> _Document excerpt_
------------------------------------------------------------

A Calderbank offer is an offer of settlement made in a “without prejudice” communication, which can have its confidential nature waived in an application for indemnity costs (Calderbank v Calderbank  3 All ER 333). Making a “without prejudice” settlement offer before commencing litigation is a useful way to resolve disputes without recourse to litigation and is useful for reducing costs.
What makes a valid pre-litigation offer?
- The offer must be made prior to the commencement of litigation
- The offer must be made in writing to the receiving party
- The offer must be reasonable
- The offer must give the receiving party a reasonable amount of time ot accept the offer
- The offeror must obtain judgment which is not less favourable than the terms of the offer
What happens if you unreasonably reject a Calderbank offer?
If the offer is unreasonably rejected, the party making the offer may be liable for costs on an indemnity basis and may have to pay more than just standard costs.

------------------------------------------------------------

Continue the explanation of Calderbank offers, picking up right after its final sentence.

> _Provided material_
------------------------------------------------------------

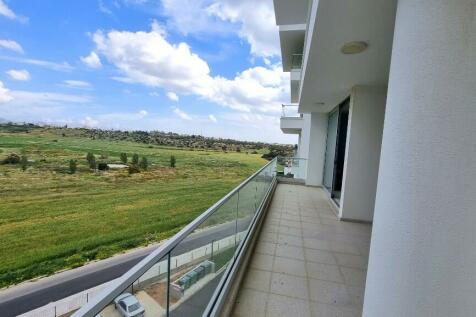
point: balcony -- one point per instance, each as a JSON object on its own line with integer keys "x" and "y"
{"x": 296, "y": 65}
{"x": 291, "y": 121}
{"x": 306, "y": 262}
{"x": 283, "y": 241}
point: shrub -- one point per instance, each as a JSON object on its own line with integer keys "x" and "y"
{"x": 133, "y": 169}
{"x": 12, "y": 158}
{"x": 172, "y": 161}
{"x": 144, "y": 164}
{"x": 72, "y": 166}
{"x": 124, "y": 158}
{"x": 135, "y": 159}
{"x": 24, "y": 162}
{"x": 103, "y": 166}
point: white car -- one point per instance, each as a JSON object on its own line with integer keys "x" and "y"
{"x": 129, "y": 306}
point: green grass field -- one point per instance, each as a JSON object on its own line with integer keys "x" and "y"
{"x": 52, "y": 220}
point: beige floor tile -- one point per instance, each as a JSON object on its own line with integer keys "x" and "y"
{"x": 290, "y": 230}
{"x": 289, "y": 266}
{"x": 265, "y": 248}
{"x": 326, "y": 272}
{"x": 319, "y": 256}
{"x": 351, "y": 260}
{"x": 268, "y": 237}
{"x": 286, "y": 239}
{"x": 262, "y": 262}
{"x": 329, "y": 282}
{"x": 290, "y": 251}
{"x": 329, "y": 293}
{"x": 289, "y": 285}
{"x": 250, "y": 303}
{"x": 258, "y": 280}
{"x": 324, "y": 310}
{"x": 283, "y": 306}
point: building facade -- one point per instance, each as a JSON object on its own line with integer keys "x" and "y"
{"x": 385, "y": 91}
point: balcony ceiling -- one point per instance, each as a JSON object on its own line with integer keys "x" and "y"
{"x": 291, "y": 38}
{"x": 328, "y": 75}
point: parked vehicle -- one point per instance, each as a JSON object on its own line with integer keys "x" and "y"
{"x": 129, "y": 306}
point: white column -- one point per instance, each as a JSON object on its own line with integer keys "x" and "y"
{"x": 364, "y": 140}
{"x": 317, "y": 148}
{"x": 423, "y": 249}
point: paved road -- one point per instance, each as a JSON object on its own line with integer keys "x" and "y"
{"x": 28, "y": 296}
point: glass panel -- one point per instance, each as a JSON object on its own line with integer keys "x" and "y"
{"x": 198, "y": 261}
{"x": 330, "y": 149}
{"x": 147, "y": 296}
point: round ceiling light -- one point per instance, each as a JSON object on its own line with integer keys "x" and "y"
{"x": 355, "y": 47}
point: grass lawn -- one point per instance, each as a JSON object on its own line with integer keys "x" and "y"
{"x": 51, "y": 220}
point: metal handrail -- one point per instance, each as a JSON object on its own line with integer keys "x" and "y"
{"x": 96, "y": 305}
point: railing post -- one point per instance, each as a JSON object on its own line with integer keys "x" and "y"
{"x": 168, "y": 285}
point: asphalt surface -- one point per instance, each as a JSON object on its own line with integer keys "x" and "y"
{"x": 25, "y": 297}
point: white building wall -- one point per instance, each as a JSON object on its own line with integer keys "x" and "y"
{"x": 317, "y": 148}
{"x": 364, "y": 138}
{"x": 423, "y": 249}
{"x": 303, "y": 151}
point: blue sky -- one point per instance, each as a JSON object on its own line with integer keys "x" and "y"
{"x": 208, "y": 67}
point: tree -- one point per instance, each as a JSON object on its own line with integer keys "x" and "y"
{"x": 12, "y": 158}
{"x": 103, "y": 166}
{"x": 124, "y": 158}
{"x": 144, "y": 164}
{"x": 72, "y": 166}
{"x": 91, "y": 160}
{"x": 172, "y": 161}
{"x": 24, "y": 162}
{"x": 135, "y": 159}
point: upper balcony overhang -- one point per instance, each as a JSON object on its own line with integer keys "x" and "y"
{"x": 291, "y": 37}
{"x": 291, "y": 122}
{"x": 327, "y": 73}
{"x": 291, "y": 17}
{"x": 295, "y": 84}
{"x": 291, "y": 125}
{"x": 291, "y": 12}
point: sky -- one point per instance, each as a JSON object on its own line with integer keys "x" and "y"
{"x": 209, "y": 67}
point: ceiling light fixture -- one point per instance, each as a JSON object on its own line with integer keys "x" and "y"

------------------------------------------------------------

> _Task result_
For example, in ACN 074 971 109 Pty Ltd (as Trustee for the Argot Unit Trust) and Pegela Pty Ltd v The National Mutual Life Assurance Association of Australasia Ltd (2012) VSC 177, the Defendant made an offer to the Plaintiff prior to the first trial which was not accepted. During the proceedings, 3 more offers of compromise were put forward by the Defendant, all of which were rejected. The Defendant succeeded at Trial and applied for indemnity costs. In the first instance before the Court the Court found that the Plaintiffs acted unreasonably in rejecting the offers however in front of the Court of Appeal it was found that the primary judge erred in deeming the Plaintiff’s conduct unreasonable.
What constitutes an unreasonable rejection?
Whether or not the rejection of a Calderbank offer is unreasonable is a discretionary power. However, the Courts will usually have regard to:
- Whether there was sufficient time to consider the offer;
- Whether the offeree had adequate information to enable it to consider the offer; and
- Whether any conditionsare attached and if so, whether those conditions are reasonable
For example in Ismail v NSW Land & Housing  NSWSC 1434 a Calderbank offer, which was open for 14 days, was sent to the Defendant who ultimately succeeded at Court. Under these circumstances, the Court granted the Defendant’s application for indemnity costs.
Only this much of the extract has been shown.